* [Work task]
Locate every line in the rows below that contains the string "positive", matching case, and copy each such line.

* [Available data]

□ □ □ □ □ □ □

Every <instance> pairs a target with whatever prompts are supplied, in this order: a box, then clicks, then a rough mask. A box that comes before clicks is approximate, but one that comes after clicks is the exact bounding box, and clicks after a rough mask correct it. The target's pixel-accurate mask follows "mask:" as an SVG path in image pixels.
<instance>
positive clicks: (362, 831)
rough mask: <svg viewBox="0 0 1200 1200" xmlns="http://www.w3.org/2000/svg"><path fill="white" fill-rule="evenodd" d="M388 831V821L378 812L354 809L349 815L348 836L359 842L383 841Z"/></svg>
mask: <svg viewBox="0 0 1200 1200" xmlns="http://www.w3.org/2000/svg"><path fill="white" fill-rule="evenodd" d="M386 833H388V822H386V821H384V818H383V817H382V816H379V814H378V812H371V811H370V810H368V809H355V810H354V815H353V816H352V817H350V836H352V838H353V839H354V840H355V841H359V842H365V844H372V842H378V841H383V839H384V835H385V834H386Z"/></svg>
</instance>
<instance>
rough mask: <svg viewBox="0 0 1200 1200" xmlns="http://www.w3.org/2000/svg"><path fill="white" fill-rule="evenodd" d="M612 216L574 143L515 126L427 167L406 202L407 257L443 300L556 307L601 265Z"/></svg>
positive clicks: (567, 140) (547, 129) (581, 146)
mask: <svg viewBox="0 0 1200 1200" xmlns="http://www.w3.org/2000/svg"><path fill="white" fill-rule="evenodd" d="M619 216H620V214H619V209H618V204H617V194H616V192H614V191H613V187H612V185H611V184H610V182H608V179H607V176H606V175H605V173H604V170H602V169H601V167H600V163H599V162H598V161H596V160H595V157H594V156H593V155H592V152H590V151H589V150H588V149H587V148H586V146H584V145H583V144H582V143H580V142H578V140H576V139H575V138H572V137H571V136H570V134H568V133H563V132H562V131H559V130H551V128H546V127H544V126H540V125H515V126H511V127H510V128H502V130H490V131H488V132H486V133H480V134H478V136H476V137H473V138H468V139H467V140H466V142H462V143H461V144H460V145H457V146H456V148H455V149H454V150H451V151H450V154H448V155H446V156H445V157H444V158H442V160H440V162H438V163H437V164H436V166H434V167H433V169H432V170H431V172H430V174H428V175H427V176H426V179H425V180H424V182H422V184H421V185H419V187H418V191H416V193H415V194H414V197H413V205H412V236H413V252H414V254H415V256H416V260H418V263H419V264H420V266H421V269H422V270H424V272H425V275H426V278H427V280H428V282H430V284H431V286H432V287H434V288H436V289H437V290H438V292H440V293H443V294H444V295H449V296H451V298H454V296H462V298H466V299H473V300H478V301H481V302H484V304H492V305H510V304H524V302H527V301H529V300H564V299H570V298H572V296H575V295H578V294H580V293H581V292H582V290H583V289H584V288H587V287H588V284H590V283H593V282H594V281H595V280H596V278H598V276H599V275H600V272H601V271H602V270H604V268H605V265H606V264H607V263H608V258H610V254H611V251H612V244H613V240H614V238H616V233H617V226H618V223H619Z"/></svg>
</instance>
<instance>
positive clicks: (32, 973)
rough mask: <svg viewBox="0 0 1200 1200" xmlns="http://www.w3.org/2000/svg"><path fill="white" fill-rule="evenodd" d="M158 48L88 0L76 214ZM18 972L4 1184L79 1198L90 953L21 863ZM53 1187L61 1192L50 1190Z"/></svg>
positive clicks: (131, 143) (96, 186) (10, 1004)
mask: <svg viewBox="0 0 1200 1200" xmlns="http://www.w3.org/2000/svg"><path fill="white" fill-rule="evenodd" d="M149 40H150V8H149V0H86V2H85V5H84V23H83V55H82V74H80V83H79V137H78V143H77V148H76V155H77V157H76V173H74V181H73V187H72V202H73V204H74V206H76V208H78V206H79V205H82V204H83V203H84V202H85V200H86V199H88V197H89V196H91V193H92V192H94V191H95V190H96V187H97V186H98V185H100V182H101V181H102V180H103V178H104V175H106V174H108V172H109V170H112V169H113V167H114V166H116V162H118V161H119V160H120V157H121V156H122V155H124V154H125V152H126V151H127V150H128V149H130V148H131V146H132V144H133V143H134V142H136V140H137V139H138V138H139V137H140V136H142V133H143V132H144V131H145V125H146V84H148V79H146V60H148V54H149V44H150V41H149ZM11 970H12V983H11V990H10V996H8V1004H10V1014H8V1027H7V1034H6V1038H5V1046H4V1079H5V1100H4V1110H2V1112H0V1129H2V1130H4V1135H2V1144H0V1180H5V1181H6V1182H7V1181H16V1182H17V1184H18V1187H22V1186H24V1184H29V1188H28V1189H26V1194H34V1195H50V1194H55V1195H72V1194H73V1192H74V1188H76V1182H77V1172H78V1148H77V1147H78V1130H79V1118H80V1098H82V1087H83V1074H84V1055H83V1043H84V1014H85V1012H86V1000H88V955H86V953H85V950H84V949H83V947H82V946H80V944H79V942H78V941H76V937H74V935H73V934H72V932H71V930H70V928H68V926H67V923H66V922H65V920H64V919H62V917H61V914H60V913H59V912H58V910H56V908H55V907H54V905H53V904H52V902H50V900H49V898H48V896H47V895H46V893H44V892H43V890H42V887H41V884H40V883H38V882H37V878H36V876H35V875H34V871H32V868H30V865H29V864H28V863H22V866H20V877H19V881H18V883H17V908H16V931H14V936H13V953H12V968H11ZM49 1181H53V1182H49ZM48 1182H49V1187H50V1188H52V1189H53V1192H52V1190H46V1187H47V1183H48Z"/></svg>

□ □ □ □ □ □ □

* [Exercise result]
positive clicks: (362, 831)
positive clicks: (567, 140) (547, 129) (581, 146)
positive clicks: (32, 973)
positive clicks: (131, 143) (96, 186) (10, 1004)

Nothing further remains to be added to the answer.